_What is being asked_: Shift every coordinate in the answer paths by adding 43, and write out again the part of the data that opens with the line containing "of the <item>glass" and closes with the line containing "M 173 82 L 163", both lines included. Reproduce every line of that part, leaving everything except the coordinates unchanged.

Extracted data entries
********************

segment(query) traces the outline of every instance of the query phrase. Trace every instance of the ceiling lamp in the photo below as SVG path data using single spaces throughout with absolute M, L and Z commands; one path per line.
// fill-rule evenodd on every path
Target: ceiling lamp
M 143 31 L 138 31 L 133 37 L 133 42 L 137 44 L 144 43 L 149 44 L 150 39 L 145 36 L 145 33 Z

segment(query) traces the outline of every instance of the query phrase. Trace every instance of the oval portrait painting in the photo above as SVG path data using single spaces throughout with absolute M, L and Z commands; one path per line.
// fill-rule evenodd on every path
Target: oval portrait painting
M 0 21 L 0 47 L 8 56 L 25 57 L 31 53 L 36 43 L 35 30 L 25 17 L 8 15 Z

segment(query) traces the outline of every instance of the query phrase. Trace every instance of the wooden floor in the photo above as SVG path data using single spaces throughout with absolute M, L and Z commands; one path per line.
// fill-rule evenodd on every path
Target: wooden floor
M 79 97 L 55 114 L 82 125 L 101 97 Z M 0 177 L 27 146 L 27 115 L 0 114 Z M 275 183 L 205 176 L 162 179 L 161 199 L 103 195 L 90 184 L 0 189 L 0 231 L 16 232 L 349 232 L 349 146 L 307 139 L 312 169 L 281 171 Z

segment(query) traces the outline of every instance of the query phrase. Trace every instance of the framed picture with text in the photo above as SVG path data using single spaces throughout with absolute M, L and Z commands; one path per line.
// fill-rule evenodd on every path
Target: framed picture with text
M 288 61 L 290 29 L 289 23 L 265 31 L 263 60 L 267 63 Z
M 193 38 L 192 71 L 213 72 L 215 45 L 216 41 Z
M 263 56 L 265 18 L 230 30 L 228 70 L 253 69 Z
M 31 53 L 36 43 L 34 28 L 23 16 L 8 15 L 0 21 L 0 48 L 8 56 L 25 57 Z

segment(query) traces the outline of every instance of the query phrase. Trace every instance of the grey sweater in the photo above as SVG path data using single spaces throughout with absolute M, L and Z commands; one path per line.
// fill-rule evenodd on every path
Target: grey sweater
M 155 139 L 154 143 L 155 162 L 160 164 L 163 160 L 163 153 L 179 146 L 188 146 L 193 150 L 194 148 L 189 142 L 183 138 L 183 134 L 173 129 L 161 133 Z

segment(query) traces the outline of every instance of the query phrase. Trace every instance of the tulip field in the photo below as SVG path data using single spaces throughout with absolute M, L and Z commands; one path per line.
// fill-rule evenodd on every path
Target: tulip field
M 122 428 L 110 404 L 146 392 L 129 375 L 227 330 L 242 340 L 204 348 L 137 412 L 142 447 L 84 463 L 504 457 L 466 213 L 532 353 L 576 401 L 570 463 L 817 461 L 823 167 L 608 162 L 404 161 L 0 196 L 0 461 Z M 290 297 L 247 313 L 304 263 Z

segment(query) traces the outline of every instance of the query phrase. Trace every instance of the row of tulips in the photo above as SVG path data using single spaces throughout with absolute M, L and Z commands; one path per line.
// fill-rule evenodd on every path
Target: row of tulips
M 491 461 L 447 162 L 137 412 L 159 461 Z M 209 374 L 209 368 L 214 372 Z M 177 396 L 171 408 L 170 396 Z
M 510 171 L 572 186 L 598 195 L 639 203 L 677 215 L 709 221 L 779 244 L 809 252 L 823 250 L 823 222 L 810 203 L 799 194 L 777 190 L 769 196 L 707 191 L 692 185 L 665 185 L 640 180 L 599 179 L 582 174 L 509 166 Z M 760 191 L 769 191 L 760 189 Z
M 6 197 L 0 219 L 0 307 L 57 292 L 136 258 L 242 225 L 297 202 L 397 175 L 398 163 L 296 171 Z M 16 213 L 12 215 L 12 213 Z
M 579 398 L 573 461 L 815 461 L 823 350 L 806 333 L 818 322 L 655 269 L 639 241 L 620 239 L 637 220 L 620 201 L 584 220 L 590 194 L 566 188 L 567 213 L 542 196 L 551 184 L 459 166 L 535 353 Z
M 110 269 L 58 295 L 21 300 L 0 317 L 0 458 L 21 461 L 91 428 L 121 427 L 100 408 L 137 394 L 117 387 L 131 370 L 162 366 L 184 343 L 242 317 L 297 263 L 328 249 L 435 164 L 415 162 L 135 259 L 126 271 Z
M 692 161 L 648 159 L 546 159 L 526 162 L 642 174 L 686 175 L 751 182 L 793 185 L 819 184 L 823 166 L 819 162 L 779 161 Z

********************

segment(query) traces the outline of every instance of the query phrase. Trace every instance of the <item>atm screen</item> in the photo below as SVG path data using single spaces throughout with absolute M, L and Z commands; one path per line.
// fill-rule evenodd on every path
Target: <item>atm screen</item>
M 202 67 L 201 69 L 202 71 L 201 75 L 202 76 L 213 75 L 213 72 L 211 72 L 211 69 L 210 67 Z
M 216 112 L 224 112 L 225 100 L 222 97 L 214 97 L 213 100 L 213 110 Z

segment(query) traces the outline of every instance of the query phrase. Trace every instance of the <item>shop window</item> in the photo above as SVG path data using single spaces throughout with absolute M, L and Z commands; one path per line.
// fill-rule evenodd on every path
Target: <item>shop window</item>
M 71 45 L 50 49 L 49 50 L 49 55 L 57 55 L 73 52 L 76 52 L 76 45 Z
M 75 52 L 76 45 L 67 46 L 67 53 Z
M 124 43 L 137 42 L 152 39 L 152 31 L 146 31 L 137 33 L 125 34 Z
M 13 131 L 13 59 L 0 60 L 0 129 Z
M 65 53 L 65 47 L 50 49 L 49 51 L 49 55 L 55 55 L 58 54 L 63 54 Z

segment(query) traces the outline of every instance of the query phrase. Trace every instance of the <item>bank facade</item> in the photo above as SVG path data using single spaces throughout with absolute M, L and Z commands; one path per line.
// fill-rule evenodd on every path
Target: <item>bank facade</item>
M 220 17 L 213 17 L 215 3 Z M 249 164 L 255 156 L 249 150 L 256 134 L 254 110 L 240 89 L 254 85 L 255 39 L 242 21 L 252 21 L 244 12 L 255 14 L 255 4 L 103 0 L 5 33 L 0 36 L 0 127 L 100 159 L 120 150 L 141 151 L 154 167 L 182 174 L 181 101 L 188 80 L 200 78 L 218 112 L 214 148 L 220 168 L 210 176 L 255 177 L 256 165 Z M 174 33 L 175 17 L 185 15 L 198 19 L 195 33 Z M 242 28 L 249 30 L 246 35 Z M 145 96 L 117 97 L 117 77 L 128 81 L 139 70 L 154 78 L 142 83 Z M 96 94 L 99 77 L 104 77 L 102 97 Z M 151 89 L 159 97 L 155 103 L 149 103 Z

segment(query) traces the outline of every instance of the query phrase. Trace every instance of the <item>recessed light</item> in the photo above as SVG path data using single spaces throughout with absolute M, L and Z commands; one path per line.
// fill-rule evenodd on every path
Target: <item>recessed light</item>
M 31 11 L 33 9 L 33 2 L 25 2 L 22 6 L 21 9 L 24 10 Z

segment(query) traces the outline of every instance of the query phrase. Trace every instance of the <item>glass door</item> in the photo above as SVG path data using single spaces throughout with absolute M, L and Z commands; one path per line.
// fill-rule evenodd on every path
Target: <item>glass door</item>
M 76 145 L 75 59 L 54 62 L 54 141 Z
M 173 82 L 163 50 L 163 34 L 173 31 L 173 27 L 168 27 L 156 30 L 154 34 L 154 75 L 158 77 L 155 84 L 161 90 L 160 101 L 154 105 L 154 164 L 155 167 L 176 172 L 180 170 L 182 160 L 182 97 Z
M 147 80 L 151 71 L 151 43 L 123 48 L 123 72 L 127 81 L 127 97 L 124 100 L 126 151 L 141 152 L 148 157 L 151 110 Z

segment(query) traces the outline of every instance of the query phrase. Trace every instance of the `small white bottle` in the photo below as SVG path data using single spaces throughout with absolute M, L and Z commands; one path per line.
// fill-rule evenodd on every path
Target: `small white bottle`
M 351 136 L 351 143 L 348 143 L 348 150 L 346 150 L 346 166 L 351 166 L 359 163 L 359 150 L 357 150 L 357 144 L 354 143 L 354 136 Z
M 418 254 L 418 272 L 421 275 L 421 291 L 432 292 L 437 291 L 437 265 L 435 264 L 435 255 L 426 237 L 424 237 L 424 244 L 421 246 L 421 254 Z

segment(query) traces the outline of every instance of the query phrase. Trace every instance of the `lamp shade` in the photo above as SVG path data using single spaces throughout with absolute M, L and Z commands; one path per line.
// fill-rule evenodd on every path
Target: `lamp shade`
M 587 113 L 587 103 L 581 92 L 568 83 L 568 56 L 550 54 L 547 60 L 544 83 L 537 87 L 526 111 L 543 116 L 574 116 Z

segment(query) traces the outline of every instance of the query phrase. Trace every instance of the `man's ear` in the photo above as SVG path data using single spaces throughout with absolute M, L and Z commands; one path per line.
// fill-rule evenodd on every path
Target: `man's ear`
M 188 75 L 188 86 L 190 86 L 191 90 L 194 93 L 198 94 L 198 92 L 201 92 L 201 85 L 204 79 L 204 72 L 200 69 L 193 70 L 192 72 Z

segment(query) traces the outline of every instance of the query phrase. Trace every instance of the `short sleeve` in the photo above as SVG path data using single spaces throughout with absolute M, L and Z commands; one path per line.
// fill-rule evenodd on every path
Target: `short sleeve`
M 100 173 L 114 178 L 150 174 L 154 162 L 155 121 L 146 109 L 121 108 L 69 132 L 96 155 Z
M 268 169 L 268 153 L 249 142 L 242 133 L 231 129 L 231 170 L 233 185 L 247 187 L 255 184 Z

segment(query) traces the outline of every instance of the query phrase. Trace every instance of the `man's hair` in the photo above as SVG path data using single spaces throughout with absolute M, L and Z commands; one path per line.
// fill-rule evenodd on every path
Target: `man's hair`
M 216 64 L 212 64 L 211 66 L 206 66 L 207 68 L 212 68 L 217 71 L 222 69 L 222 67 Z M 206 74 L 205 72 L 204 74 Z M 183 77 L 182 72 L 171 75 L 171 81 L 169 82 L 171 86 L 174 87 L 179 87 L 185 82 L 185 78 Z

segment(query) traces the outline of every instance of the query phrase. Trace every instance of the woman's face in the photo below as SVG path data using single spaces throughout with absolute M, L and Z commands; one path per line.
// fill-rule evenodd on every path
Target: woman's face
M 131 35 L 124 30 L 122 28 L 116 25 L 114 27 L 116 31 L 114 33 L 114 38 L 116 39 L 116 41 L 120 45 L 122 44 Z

********************

_Output of the exercise_:
segment(query) traces the outline of every instance of the query phrase. Trace every instance of the <item>glass door</item> in the photo above as SVG path data using single spaces throughout with absolute M, L and Z commands; one path per line.
// fill-rule evenodd on every path
Target: <item>glass door</item>
M 119 188 L 118 102 L 97 105 L 97 184 Z
M 216 125 L 206 93 L 206 77 L 216 74 L 216 70 L 211 70 L 199 73 L 197 77 L 197 118 L 201 120 L 198 127 L 204 133 L 203 144 L 197 148 L 197 207 L 198 210 L 219 215 L 223 213 L 225 203 L 225 140 Z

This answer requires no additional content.